++++ Source document
In previous POST, we discussed several possible bias sources and how to correct them. Here Ghost wanna talk about two other bias that must be normalized in every RNA-Seq analysis.

Heteroscedasticity issue

For genes that are highly expressed, their high expression count usually yield large variation from sample to sample within the same group. Besides, the small amount of highly expressed gene usually skew the expression distribution and make the analysis / visualization harder. These issues can be mitigated by proper normalization:

  • Log: Log2(n+1). For low expressed gene, the +1 may introduce dramatic change in transformed value. However, we probably don't care those.

  • VST (DESeq): Take square root.

  • Voom (Limma): Transforms the normalized counts to logarithmic (base 2) scale and estimates their mean–variance relationship to determine a weight (log-counts per million with associated precision weights)

We can see, after the transformation, we get rid of some extreme value. Thus, migrate the heteroscedasticity problem.

Library / lane size issue

Since the total number of reads generated on each library / lane is different, genes in different sample may be assigned to different number of reads although these genes are expressed at the same level. We need to normalize this by:

  • Total count (TC): Gene counts are divided by the total number of mapped reads (or library size) associated with their lane and multiplied by the mean total count across all the samples of the dataset.

  • Upper Quartile (UQ): Very similar in principle to TC, the total counts are replaced by the upper quartile of counts different from 0 in the computation of the normalization factors.

  • Median (Med): Also similar to TC, the total counts are replaced by the median counts different from 0 in the computation of the normalization factors.

  • Relative Log Expression (DESeq): This is based on the hypothesis that most genes are not DE. It normalizes the library size (mapped reads) of each lane (sample) (normalize between samples by scaling raw read counts in each lane according to a single, lane-specific factor), then divides each gene count of each sample by this size factor.
++++++++
Task list
a – In the text on RNA-Seq normalization, what does the VST (DESeq) method do?
b – In the text on RNA-Seq normalization, revise the passage that opens with the words containing "In previous POST, we" and closes with "don't care those." by swapping "highly expressed" for "abundantly expressed".
c – Translate this sentence from the text on RNA-Seq normalization into Spanish: "Gene counts are divided by the total number of mapped reads (or library size) associated with their lane and multiplied by the mean total count across all the samples of the dataset."
++++ Recorded data
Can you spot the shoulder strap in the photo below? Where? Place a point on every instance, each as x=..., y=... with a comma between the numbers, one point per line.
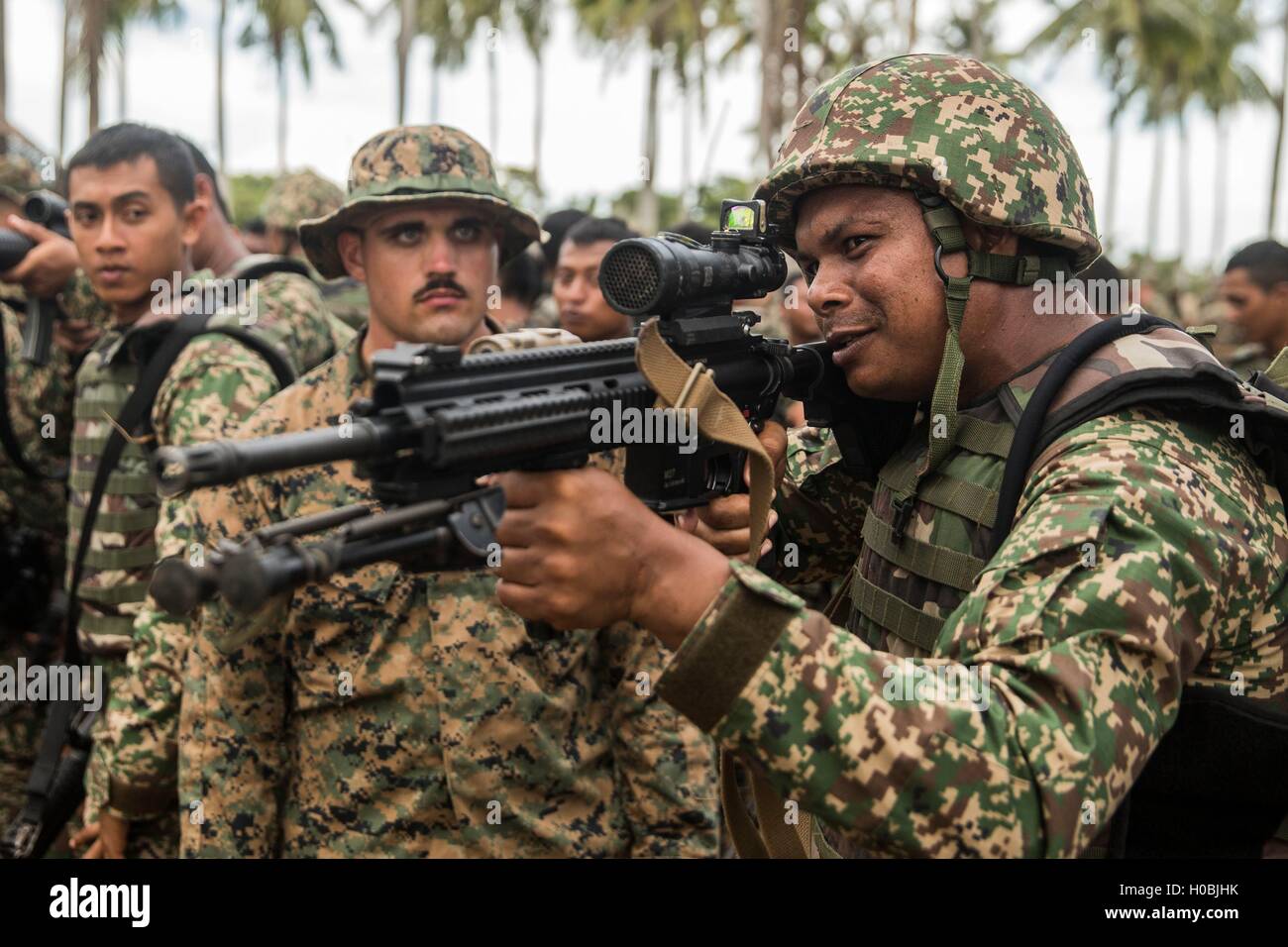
x=1029, y=429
++++++++
Your written answers
a – It takes the square root.

b –
In previous POST, we discussed several possible bias sources and how to correct them. Here Ghost wanna talk about two other bias that must be normalized in every RNA-Seq analysis.

Heteroscedasticity issue

For genes that are abundantly expressed, their high expression count usually yield large variation from sample to sample within the same group. Besides, the small amount of abundantly expressed gene usually skew the expression distribution and make the analysis / visualization harder. These issues can be mitigated by proper normalization:

  • Log: Log2(n+1). For low expressed gene, the +1 may introduce dramatic change in transformed value. However, we probably don't care those.

c – Los recuentos de los genes se dividen entre el número total de lecturas mapeadas (o tamaño de la biblioteca) asociado a su carril y se multiplican por el recuento total medio de todas las muestras del conjunto de datos.